| Directions for this task |
Please rewrite the part that opens with the line containing "I'm trying to find the small" and closes with the line containing "[98,305,116,340]", replacing "dome" with "cupola" and keeping everything else the same. Give only those lines.

| Items |
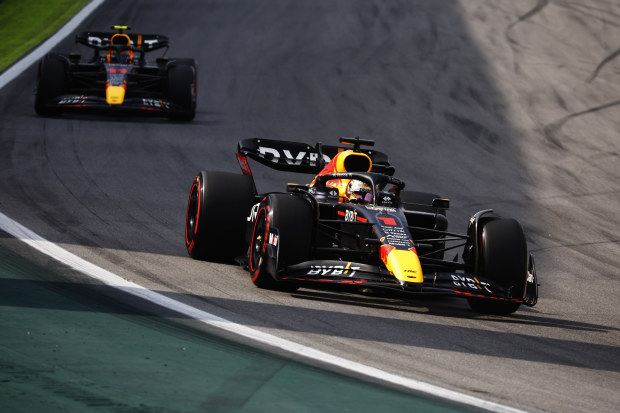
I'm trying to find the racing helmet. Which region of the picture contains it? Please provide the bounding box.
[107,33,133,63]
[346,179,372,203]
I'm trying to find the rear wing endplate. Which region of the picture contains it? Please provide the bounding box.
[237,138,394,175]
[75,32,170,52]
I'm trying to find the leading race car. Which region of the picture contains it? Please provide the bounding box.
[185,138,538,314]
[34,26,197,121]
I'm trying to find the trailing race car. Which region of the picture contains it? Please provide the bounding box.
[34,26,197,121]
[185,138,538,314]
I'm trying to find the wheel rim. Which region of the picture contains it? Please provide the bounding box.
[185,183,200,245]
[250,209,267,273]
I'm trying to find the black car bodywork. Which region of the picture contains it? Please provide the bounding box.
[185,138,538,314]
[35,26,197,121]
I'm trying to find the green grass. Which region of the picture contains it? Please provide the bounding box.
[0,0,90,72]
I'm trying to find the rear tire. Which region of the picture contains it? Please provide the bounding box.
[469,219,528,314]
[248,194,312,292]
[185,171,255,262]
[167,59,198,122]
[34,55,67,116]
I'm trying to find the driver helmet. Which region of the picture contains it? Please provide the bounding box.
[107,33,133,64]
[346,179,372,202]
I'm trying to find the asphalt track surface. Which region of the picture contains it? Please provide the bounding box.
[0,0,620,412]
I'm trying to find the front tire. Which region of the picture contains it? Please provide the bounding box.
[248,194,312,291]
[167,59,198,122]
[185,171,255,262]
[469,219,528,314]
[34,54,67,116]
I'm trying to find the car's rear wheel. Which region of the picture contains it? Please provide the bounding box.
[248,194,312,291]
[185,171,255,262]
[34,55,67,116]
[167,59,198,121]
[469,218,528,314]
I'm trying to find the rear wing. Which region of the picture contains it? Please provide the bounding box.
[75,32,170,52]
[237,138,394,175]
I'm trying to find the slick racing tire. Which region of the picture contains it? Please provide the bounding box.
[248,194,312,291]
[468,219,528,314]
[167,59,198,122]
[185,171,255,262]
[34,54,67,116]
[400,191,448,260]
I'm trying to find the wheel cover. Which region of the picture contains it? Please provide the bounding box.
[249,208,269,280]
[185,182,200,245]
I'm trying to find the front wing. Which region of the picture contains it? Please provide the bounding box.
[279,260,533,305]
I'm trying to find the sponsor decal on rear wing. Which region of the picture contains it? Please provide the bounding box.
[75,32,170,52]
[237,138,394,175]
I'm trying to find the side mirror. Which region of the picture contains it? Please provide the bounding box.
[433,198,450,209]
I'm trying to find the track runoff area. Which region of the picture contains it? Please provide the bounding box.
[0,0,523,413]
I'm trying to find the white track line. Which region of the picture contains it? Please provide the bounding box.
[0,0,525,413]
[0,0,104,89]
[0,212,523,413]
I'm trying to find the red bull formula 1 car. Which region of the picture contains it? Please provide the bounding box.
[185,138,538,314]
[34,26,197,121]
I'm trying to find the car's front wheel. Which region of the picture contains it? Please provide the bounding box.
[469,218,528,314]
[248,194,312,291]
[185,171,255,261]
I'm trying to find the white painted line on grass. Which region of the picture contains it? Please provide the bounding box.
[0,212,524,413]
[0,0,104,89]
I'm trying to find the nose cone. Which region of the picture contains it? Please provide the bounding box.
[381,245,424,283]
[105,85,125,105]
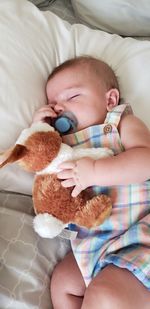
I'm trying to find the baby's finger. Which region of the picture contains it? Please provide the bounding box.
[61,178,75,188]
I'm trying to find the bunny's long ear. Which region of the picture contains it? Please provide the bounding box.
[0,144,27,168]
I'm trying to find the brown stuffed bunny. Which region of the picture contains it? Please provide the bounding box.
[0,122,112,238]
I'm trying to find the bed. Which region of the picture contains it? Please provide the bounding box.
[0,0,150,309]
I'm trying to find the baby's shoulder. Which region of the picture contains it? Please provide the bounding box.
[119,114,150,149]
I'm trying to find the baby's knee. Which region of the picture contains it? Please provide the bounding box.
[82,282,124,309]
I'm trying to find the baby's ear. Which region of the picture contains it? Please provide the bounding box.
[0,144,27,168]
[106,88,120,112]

...

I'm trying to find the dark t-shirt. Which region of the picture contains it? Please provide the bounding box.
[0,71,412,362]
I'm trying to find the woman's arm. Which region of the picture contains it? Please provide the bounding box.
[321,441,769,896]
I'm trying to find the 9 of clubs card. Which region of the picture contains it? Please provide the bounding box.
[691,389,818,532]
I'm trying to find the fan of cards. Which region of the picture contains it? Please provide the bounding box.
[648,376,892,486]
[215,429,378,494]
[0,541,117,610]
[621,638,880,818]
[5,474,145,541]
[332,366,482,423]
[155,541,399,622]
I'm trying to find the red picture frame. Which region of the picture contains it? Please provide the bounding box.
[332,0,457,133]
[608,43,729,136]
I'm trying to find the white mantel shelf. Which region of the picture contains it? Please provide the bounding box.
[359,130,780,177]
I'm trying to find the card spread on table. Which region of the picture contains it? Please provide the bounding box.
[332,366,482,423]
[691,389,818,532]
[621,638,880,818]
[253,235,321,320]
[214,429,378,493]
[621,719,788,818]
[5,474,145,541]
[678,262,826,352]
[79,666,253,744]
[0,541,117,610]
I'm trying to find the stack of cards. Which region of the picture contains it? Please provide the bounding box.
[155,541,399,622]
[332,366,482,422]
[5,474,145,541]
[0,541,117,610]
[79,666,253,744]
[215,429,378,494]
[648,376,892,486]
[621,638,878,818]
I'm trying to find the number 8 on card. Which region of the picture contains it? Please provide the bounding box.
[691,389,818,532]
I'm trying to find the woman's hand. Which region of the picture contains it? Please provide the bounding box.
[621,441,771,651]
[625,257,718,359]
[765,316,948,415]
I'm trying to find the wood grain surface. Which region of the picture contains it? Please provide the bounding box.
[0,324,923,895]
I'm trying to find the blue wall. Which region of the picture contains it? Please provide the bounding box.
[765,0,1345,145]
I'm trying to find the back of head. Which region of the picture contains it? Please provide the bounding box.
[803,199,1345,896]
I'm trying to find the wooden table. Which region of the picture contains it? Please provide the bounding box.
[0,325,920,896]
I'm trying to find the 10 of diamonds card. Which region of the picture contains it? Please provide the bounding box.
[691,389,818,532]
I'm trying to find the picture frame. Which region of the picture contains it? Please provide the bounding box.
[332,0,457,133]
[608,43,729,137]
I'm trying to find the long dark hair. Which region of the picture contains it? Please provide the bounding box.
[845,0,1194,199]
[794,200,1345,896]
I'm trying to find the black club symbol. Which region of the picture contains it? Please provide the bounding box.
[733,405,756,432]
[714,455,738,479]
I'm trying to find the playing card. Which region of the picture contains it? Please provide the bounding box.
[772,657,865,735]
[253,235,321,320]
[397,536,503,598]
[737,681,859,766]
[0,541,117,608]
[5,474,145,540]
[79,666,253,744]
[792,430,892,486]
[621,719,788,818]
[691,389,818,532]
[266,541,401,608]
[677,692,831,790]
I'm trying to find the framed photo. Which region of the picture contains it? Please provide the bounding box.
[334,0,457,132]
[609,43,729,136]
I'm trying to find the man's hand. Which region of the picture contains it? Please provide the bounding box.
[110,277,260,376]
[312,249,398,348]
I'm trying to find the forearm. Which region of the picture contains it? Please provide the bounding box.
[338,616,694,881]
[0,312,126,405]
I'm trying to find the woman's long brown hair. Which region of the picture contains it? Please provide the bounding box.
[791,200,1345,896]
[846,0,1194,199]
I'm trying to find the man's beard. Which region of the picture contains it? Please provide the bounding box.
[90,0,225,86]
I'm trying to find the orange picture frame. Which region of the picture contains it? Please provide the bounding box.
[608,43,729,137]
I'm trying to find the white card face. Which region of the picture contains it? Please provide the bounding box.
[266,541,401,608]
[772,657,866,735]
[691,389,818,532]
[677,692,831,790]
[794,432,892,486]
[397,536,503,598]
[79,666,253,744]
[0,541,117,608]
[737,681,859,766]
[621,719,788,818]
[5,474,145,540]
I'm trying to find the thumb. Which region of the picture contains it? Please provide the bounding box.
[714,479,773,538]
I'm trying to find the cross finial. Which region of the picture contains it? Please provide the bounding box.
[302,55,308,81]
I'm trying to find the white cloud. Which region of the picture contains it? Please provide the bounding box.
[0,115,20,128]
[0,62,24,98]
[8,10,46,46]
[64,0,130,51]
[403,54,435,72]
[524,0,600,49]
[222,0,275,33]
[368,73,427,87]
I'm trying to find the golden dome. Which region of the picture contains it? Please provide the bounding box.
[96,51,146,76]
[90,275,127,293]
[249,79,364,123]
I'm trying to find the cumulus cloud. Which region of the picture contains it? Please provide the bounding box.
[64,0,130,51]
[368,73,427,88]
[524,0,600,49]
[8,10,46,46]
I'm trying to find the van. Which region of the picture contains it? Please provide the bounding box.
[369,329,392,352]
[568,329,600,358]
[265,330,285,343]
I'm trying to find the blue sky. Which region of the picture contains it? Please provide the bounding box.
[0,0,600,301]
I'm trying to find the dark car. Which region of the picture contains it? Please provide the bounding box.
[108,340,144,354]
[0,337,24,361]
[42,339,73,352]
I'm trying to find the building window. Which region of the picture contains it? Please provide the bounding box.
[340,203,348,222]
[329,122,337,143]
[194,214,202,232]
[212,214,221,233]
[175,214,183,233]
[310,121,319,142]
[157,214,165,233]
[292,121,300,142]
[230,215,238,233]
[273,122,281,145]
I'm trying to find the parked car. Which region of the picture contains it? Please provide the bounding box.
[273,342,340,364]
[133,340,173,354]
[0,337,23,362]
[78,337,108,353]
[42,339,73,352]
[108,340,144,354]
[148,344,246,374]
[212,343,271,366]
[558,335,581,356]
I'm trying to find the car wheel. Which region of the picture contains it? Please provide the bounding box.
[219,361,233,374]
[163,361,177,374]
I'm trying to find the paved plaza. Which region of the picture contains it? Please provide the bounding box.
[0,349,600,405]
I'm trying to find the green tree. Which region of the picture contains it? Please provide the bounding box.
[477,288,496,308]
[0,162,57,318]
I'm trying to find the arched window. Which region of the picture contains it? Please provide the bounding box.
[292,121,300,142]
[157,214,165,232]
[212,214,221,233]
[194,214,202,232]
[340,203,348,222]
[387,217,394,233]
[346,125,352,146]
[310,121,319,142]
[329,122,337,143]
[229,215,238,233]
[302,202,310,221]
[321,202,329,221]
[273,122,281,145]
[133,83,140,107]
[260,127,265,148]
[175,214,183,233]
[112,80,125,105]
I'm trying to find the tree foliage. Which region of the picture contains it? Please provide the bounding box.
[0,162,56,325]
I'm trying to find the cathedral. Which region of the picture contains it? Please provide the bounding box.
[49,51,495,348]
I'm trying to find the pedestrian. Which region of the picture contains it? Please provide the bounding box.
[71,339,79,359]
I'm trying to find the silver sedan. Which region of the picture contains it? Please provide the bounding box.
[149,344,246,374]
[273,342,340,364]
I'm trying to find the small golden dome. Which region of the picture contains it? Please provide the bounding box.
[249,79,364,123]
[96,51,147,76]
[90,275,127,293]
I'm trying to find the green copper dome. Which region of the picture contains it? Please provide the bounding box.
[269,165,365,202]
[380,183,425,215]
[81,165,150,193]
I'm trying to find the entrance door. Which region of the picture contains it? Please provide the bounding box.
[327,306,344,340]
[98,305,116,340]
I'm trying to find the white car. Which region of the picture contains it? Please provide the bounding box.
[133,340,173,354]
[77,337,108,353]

--

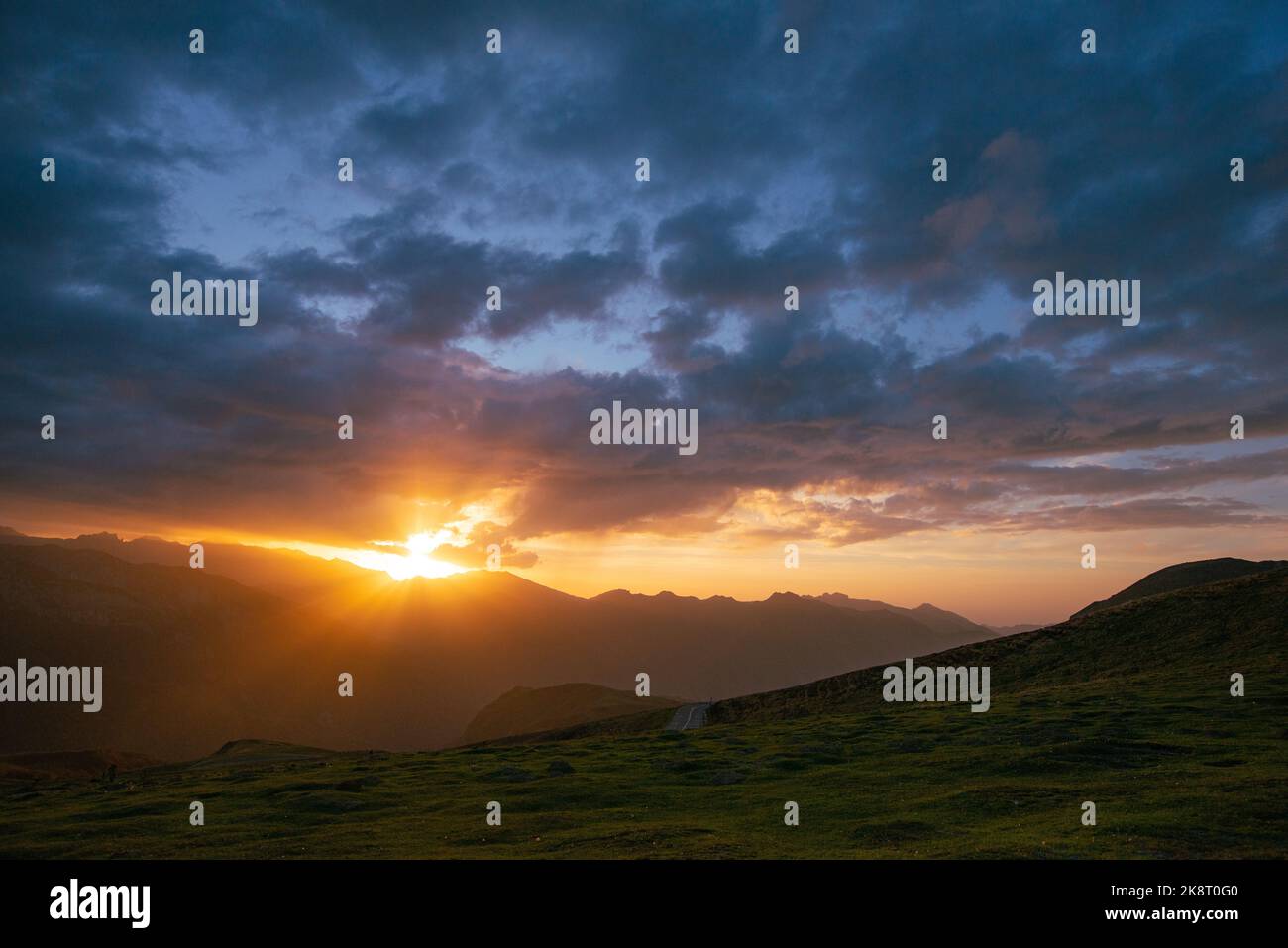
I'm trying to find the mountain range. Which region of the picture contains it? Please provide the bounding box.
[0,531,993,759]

| Exercise solution |
I'm trying to find the small golden cupola. Which region of the picture contains it? Please provide the bounding box.
[249,79,364,123]
[96,51,147,76]
[90,275,127,293]
I'm trying to find the green copper cupola. Which region of the picture contains it? Please provide the bounding box.
[269,165,365,202]
[380,183,425,215]
[81,165,150,193]
I'm trying to find the entrance door. Which region of the picture contains it? Please provide the bounding box.
[327,306,344,340]
[98,305,116,340]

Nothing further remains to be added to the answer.